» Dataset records
○ ○ ○
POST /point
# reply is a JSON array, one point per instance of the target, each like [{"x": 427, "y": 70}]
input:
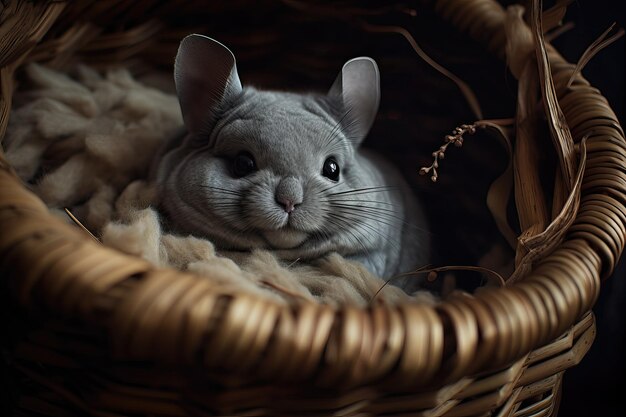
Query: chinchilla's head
[{"x": 276, "y": 170}]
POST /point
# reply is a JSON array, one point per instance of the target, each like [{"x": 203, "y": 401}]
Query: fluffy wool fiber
[{"x": 86, "y": 142}]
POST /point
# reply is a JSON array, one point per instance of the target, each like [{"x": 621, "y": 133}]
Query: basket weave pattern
[{"x": 131, "y": 338}]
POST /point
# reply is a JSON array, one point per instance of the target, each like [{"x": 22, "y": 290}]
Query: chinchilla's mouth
[{"x": 285, "y": 238}]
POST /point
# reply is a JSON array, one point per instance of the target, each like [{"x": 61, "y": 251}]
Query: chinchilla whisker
[
  {"x": 375, "y": 216},
  {"x": 348, "y": 200},
  {"x": 361, "y": 222},
  {"x": 366, "y": 190},
  {"x": 225, "y": 190}
]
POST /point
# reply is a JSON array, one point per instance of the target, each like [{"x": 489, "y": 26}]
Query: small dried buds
[{"x": 455, "y": 138}]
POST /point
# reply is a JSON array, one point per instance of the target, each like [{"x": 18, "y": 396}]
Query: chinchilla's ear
[
  {"x": 206, "y": 77},
  {"x": 358, "y": 88}
]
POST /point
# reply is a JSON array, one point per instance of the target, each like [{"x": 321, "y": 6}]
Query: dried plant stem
[{"x": 456, "y": 138}]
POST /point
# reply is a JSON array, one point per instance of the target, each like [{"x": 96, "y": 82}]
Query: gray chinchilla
[{"x": 284, "y": 171}]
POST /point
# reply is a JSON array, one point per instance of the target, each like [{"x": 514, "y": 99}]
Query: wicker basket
○ ○ ○
» Work to do
Repeat all the data as it stands, dropping any images it holds.

» Right answer
POST /point
# reply is a JSON array, one point per instance of the target, each like [{"x": 427, "y": 70}]
input:
Query: chinchilla's head
[{"x": 276, "y": 170}]
POST /point
# reply is a JSON array, one point per instance of the target, each like [{"x": 203, "y": 401}]
Query: fluffy wool fiber
[{"x": 86, "y": 142}]
POST /point
# reply is a JSON array, one point per instance of the target, each like [{"x": 621, "y": 133}]
Query: basket weave pattern
[{"x": 131, "y": 338}]
POST /point
# reply is a JSON array, one point per instance of the target, each like [{"x": 22, "y": 290}]
Query: chinchilla's mouth
[{"x": 285, "y": 238}]
POST /point
# reply is a JSON array, one point per instance of the target, each like [{"x": 61, "y": 251}]
Query: chinchilla whisker
[
  {"x": 375, "y": 216},
  {"x": 348, "y": 200},
  {"x": 361, "y": 222},
  {"x": 366, "y": 190},
  {"x": 225, "y": 190}
]
POST /point
# reply is a JSON array, one point per instance of the target, each like [{"x": 489, "y": 26}]
Query: small dried buds
[{"x": 455, "y": 138}]
POST /point
# reply is a JSON array, one point per instance of the target, each like [{"x": 18, "y": 396}]
Query: chinchilla's ear
[
  {"x": 206, "y": 77},
  {"x": 358, "y": 88}
]
POST /point
# reply is a JSON array, one point per instance of the target, each like [{"x": 321, "y": 6}]
Query: dried plant stem
[{"x": 456, "y": 138}]
POST /point
# reply is a JSON array, one point per instance of the target, each like [{"x": 96, "y": 82}]
Query: gray chinchilla
[{"x": 284, "y": 171}]
POST /point
# reply is a JSON array, one point per instance of the target, each like [{"x": 514, "y": 99}]
Query: wicker basket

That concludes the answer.